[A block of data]
________
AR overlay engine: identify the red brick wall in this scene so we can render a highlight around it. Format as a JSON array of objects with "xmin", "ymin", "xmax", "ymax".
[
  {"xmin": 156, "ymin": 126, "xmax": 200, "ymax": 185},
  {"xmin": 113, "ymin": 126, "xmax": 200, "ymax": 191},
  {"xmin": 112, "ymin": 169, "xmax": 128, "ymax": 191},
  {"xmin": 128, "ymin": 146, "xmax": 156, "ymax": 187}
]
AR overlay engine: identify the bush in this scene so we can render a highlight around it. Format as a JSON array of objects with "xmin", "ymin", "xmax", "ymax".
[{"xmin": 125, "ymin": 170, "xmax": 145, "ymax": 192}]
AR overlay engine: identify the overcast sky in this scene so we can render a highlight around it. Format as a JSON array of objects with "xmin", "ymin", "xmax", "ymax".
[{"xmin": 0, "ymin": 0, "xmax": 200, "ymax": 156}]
________
- _REQUIRED WORK_
Update the lines above by changing every "render a highlight" to "draw an outline", keeping everything else the same.

- _THE RESULT_
AR overlay engine: identify the red brick wall in this scene so we can draw an outline around it. Format as a JSON array of objects with "xmin", "ymin", "xmax", "ymax".
[
  {"xmin": 156, "ymin": 126, "xmax": 200, "ymax": 185},
  {"xmin": 113, "ymin": 126, "xmax": 200, "ymax": 191},
  {"xmin": 112, "ymin": 169, "xmax": 128, "ymax": 191},
  {"xmin": 128, "ymin": 146, "xmax": 156, "ymax": 187}
]
AR overlay engine: identify the bush in this scene so we can draw an outline around it. Format as a JSON array of objects with "xmin", "ymin", "xmax", "ymax".
[{"xmin": 125, "ymin": 170, "xmax": 145, "ymax": 192}]
AR overlay engine: identify the overcast sky in this scene so we can draw an outline around it. Format as a JSON array of objects with "xmin", "ymin", "xmax", "ymax".
[{"xmin": 0, "ymin": 0, "xmax": 200, "ymax": 156}]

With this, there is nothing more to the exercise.